#### [What you have to do]
Rewrite the entries below with "vanity light fixture" switched to "wall sconce", changing nothing else.
-- start of Excerpted records --
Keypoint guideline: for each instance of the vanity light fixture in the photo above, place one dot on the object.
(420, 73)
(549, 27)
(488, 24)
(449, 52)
-- end of Excerpted records --
#### [Task answer]
Keypoint guideline: for each instance of the wall sconce in the photo above, place one dot on the object.
(420, 73)
(549, 27)
(488, 24)
(449, 52)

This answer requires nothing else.